Quoted text ->

Back in the 90s when The Mercury Music Prize started (named after its first sponsor – a company that no longer exists!) I’d look at the list and the majority of them would already be in my collection. This year there was only one on the list that I could say I knew (Anna Calvi’s excellent Hunter). I suspect quite a lot of this is due to my being an old fart, and not just because I’m still bitter that Blackstar didn’t win, but it strikes me that in the last few years the prize has become a very London-centric music-media love-in. It’s been five years since an artist outside of London won and I don’t think there has been a genuinely surprising winner for much longer than that. The shortlist often shows a lack of genre diversity (the token modern classical artist seems to have completely vanished and folk or pop rarely get a look in – at least Jazz is still represented (which would be a major oversight given its insurgence in recent years)) and while there was a refreshing number of explicitly polictical acts this year it still feels very safe, unexciting and, to be honest, a bit stale. If they can make it to the 30th award maybe they ought to call it a day there…
I’ve just moved to a new host and when I imported all the old blog posts it struck me that it has been four years since I last posted! I’m really not very good at keeping up blogs *sigh*
Anyway – I’ll try and update a bit more regularly! Maybe I’ll liveblog Top of the Pops or something!
In 1993, or thereabouts, I was rather angry about the result of the first general election I was able to vote in.
My reaction was to write this song…
The production isn’t terribly slick, the singing is terrible, but the words have a certain prescience to them…
Oh dear me I’ve got *so* behind here… Jan-March I’ll have to write off as a lost cause…
So – before we get into June here are April’s purchases!
Ed Harcourt – Back Into The Woods
Ed Harcourt is definitely on the Rufus Wainwright singer-songwriter axis. Back Into The Woods is very stripped back low-key affair, rather an about face after the lush arrangements of Lustre. There’s certainly an intimacy to the record, which works best with the simple piano arrangements, but it teeters on the brink of aural wallpaper. Pleasant enough, but doesn’t demand your attention.
Orchestral Manoeuvres In The Dark – English Electric
The sound of the 80s has never been more popular, so it shouldn’t be a surprise to see the originals re-appearing to prove they can still have something to offer. OMD always struck me as one of the second-league of 80s electronic bands and while McClusky and co do have a way with a tune, they never really struck gold in the way bands like The Human League did. Sonically the here and now fuses perfectly with the 80s synths but I can’t help thinking that the actual song-writing is just re-treading past glories.
The Phoenix Foundation – Fandango
While The Phoenix Foundation are well established in their native New Zealand they only started to be known in the UK with the release of 2011’s wonderful Buffalo. Fandango is a fairly sprawling affair, most of the tracks clock in at over 5 minutes, with a languorous feel. It doesn’t, however, feel over-long or in desperate need of editing which is no mean feat for an album that finishes with a 20 minute track!
Serafina Steer – The Moths Are Real
I picked up this album after hearing a session she did for Lauren Laverne on 6 Music (you may have noticed this is a common thread). With Serafina being a harp player it would be easy to package her into a similar box as Florence Welch or Joanna Newsom. While comparison with the latter has a certain justification there is a definite influence from dance music (most obvious on Disco Compilation) that, along with the kitchen sink lyrics, gives a twist to the delicate folk sounds that dominate and saves it from veering into twee-ness.

Written task -> Carry on the music blog above from its last sentence, keeping its voice and its format of album titles followed by short reviews.

Information supplied ->
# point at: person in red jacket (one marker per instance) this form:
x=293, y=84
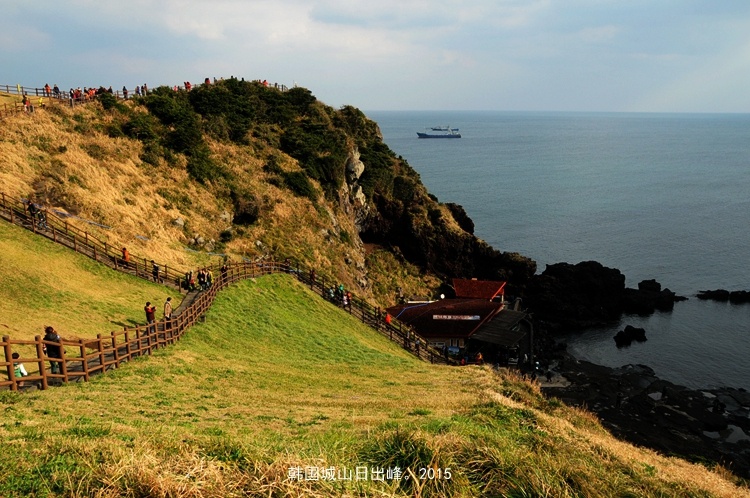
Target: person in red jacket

Written response ->
Karl Bartos – Off The Record
Imagine Kraftwerk in a gay club circa 1988 and you’ll have a pretty good idea of what this album sounds like! Camp in that way that only a very earnest German could be!
Neon Neon – Praxis Makes Perfect
It wouldn’t have surprised anyone if Stainless Style had been a one off – a wonderful Delorean influenced 80s throwback from Gruff Rhys and Bryan Hollon. Fortunately for us it wasn’t and this full-on concept album (a biopic about Italian leftist Giangiacomo Feltrinelli) is great stuff. While there is nothing quite as shimmeringly-wonderful as ‘I Lust You’ and the biographical element is probably only evident to those in the know Praxis Makes Perfect is a more cohesive affair than its predecessor with a definite Italio tinge running through it.
The Knife – Shaking The Habitual
Quite a difficult listen this one – especially given that I’m more familiar with The Knife of Deeper Cuts – but I’ve no doubt it is worth persevering with…
The cold winter months are fairly slim pickings for new releases, so it’s been a fairly quiet couple of months on the new purchases front…
Various Artists – Cool Christmas
I remember playing this album a lot one of the Christmases I worked in Our Price and I always think I ought to buy it and then not get around to it! A couple of tracks aside this is as much more offbeat collection of Christmas songs so it makes a nice change from the endless Slade…
Cerys Matthews – Baby, It’s Cold Outside
Cerys picks a selection of traditional Christmas songs and delivers then with such enthusiasm and folksy aplomb that you can’t help but be charmed by it.
Kirsty MacColl – Electric Landlady
December is the anniversary of Kirsty’s untimely death – so it is always a good time to remind yourself just how great and under appreciated an artist she was. Electric Landlady is an album I never got around to buying at the time so I was very pleased to see the deluxe reissue available on emusic. Don’t be fooled by the title track (which I wasn’t keen on at the time but I’ve grown to love), this is no bandwagon jumping – the songs and her voice are as strong as ever.
Kirsty MacColl – Kite
This was one of the first CDs I bought – mainly on the strength of Freeworld (which still sounds fresh and, sadly, relevant today) – and it finds her a the top of her game. The flakiness of men is still a favourite topic, but there is also strong sense of social commentary running through it. The bonus tracks on the reissue are a collection of alternative versions, b sides and remixes that are a nice addition.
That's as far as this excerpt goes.